▸ ESTRATTO DEI DATI:
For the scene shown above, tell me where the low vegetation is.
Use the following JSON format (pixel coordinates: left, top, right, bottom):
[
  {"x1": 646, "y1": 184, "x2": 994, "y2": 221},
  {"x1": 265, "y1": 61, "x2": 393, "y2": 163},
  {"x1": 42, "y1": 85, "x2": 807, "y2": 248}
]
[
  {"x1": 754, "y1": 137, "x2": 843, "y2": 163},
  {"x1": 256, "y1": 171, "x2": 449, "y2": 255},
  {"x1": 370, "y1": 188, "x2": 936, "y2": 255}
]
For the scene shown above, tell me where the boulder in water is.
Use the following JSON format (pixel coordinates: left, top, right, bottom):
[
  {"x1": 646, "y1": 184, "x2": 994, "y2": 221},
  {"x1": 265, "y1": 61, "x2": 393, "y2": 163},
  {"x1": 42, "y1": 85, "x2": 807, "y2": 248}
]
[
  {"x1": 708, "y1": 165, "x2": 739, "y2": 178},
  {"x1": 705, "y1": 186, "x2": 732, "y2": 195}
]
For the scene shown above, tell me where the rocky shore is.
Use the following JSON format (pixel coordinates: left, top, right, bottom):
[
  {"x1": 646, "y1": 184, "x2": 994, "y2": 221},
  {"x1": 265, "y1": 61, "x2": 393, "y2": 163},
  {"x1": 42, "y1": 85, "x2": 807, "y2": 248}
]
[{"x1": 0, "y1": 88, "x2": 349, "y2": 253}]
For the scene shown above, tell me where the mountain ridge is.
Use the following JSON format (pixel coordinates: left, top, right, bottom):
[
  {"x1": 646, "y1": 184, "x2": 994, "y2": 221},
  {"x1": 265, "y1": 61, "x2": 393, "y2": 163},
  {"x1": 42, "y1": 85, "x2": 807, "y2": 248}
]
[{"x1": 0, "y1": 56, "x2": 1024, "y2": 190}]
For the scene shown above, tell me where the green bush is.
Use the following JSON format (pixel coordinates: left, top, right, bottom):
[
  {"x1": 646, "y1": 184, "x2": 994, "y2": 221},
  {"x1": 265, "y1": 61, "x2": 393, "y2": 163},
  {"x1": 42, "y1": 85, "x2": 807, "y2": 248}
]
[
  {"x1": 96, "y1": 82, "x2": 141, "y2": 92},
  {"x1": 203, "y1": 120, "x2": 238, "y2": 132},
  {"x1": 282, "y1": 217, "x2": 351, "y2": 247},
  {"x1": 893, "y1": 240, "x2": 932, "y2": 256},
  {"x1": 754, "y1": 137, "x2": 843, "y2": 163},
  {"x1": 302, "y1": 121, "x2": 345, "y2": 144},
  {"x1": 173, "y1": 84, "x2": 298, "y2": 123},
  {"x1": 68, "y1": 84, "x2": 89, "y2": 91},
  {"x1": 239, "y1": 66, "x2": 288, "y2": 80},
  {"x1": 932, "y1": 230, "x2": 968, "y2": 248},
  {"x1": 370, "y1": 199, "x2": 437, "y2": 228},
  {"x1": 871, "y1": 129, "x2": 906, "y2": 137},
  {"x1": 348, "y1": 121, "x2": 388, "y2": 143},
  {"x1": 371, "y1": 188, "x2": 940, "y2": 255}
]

▸ OBIETTIVO: Ricopi parola per parola l'intero materiale riportato sopra, senza alcuna modifica.

▸ SOLUZIONE DELL'ESERCIZIO:
For the scene shown above, tell me where the low vegetation is.
Use the following JSON format (pixel coordinates: left, top, right, bottom):
[
  {"x1": 646, "y1": 184, "x2": 994, "y2": 221},
  {"x1": 265, "y1": 61, "x2": 393, "y2": 163},
  {"x1": 42, "y1": 85, "x2": 807, "y2": 248}
]
[
  {"x1": 754, "y1": 137, "x2": 843, "y2": 163},
  {"x1": 256, "y1": 171, "x2": 449, "y2": 255},
  {"x1": 370, "y1": 188, "x2": 936, "y2": 255}
]
For the scene shown above, tell me where the boulder in water is.
Use the following JSON format (pixel coordinates: left, top, right, bottom):
[
  {"x1": 646, "y1": 184, "x2": 994, "y2": 221},
  {"x1": 265, "y1": 61, "x2": 393, "y2": 163},
  {"x1": 42, "y1": 85, "x2": 807, "y2": 248}
]
[
  {"x1": 708, "y1": 165, "x2": 739, "y2": 178},
  {"x1": 705, "y1": 186, "x2": 732, "y2": 195}
]
For the scene shown above, tell me where the rocky shore is.
Use the following JSON format (pixel coordinates: left, top, right, bottom):
[
  {"x1": 646, "y1": 184, "x2": 994, "y2": 221},
  {"x1": 265, "y1": 61, "x2": 393, "y2": 163},
  {"x1": 42, "y1": 85, "x2": 807, "y2": 248}
]
[{"x1": 0, "y1": 88, "x2": 349, "y2": 253}]
For the scene shown above, tell me where the mountain ridge is.
Use the following JSON format (pixel coordinates: left, top, right, bottom):
[
  {"x1": 646, "y1": 184, "x2": 994, "y2": 221},
  {"x1": 265, "y1": 61, "x2": 393, "y2": 163},
  {"x1": 42, "y1": 85, "x2": 807, "y2": 248}
]
[{"x1": 0, "y1": 56, "x2": 1024, "y2": 190}]
For the scene shown above, tell me where the green bush is.
Use the following JSON format (pixel coordinates: left, top, right, bottom):
[
  {"x1": 646, "y1": 184, "x2": 994, "y2": 221},
  {"x1": 265, "y1": 61, "x2": 393, "y2": 163},
  {"x1": 42, "y1": 85, "x2": 807, "y2": 248}
]
[
  {"x1": 96, "y1": 82, "x2": 141, "y2": 92},
  {"x1": 203, "y1": 120, "x2": 238, "y2": 132},
  {"x1": 282, "y1": 217, "x2": 351, "y2": 247},
  {"x1": 893, "y1": 240, "x2": 932, "y2": 256},
  {"x1": 754, "y1": 137, "x2": 843, "y2": 163},
  {"x1": 302, "y1": 121, "x2": 345, "y2": 144},
  {"x1": 173, "y1": 84, "x2": 298, "y2": 123},
  {"x1": 68, "y1": 84, "x2": 89, "y2": 91},
  {"x1": 239, "y1": 66, "x2": 288, "y2": 80},
  {"x1": 932, "y1": 230, "x2": 968, "y2": 248},
  {"x1": 370, "y1": 199, "x2": 437, "y2": 228},
  {"x1": 871, "y1": 129, "x2": 906, "y2": 137},
  {"x1": 348, "y1": 121, "x2": 388, "y2": 143},
  {"x1": 371, "y1": 188, "x2": 940, "y2": 255}
]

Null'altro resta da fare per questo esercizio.